* _TRECHO DO TEXTO_:
Por se tratar de uma conferência, a “Epopéia da Laguna” não possui um sumário

organizado e foi desenvolvida em forma de narrativa. Está dividida em vinte e cinco

capítulos curtos que tratam de cada momento da ação militar isoladamente.

Após uma breve introdução, na qual o autor cumpre algumas formalidades do

protocolo militar, inicia-se a narrativa da organização e do deslocamento da coluna de

marcha, que sai do Rio de Janeiro, passa por São Paulo, Minas Gerais, Goiás e por fim,

entra em Mato Grosso, chegando até a cidade de Coxim. Note-se na conferencia a não

citação do autor do período em que a tropa ficou estacionada em Campinas, se dedicando

unicamente a atividades sociais, sem que houvesse nenhum preparativo para as operações

que viriam a seguir. Esse período de inércia custou o comando de Drago, que foi

substituído pelo Coronel Fonseca Galvão (DORATIOTO, 2002).

Na segunda parte da obra, consta os preparativos para a invasão do norte do

Paraguai. Neste ponto o autor descreve a chegada do Coronel Camisão para assumir o

comando da tropa. Ressalte-se que, mesmo negando as acusações de covardia (menciona

que eram vis processos, destinados unicamente a denegrir a imagem do herói), o autor

ambiguamente destaca a hesitação que Camisão sempre demonstrava em sua decisões.

* _OBJETIVOS_:
[A] Resuma em duas frases o trecho sobre a Epopéia da Laguna.
[B] Retome o trecho sobre a Epopéia da Laguna logo após a última frase e dê continuidade a ele.

* _DADOS ARMAZENADOS_:
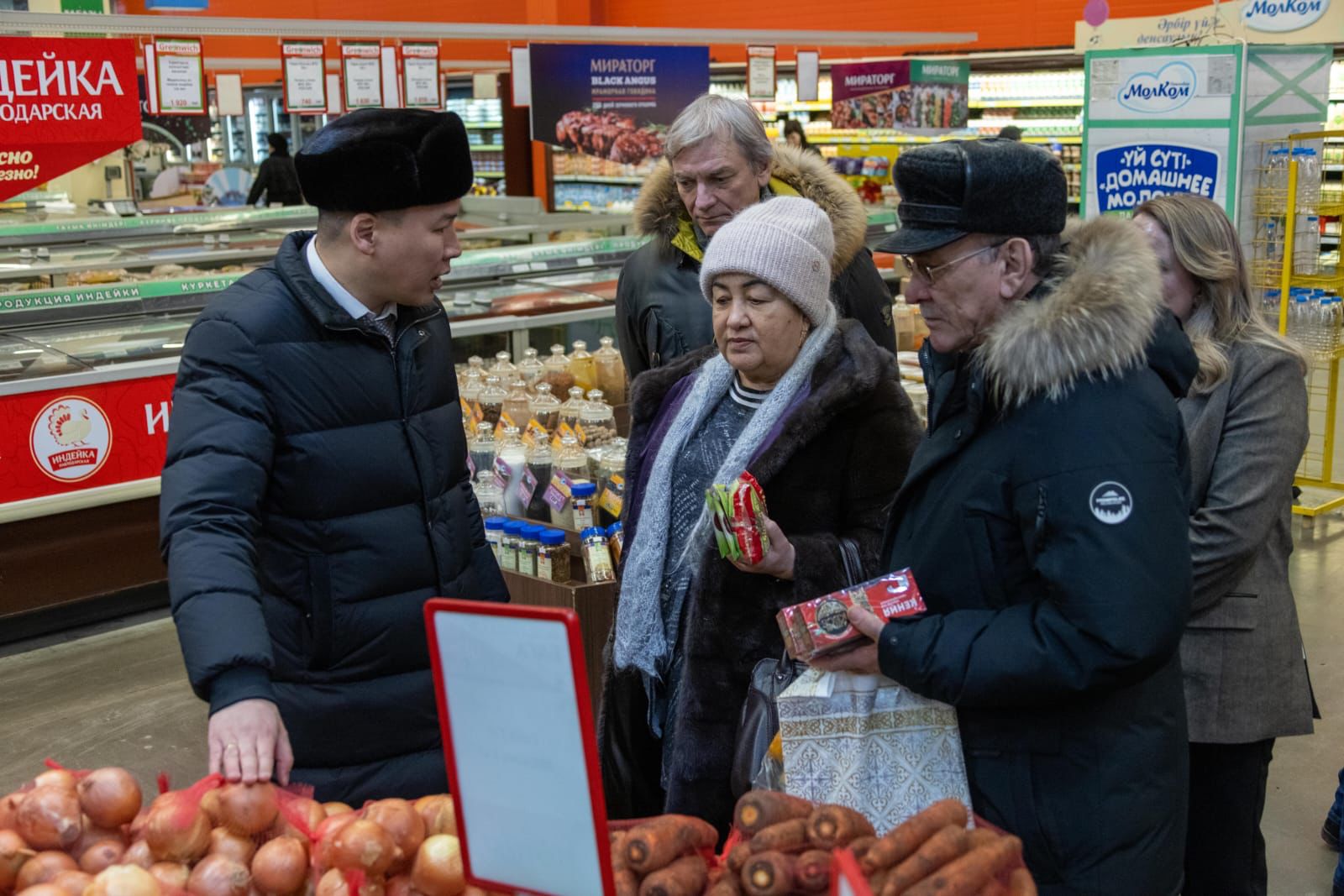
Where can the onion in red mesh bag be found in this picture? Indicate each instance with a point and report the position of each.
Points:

* _RESPOSTAS_:
[A] Por ser uma conferência, a “Epopéia da Laguna” não tem sumário organizado, segue a forma de narrativa e se divide em vinte e cinco capítulos curtos, cada um sobre um momento da ação militar. Depois da introdução, narra a organização e a marcha da coluna do Rio de Janeiro até Coxim, sem citar o período de inércia em Campinas, e, na segunda parte, trata dos preparativos para invadir o norte do Paraguai e da chegada do Coronel Camisão, cuja hesitação o autor destaca mesmo negando as acusações de covardia.

[B]
Constantes adiamentos de ações sem motivos justificados e convocações de conselhos de

guerra. Relata também que a chegada do Guia Lopez foi de grande importância para o

desenrolar da ação, pois além de servir como guia para a fronteira, conseguiu arrebanhar

grande quantidade de víveres vitais para a sobrevivência da tropa.

Na terceira e última parte, o autor descreve a retirada propriamente dita. A falta de

víveres e o sofrimento causado pelas condições do terreno e pelas investidas paraguaias é

constantemente relatado. Descreve também o cólera, considerado outro inimigo a ser

enfrentado e que mata grande parte da tropa, inclusive o Comandante, o Subcomandante e

o Guia Lopez. Finalmente relata a chegada a Nioaque, onde se encerraram as hostilidades.

Por fim, ao encerrar sua conferência, Vianna se utiliza de uma linguagem ufanista

para exortar os oficiais presentes a se empenhar em não deixar que os fatos acontecidos no

sul de Mato Grosso não fossem esquecidos, buscando resgatar a memória dos retirantes e

expor os feitos da coluna de marcha.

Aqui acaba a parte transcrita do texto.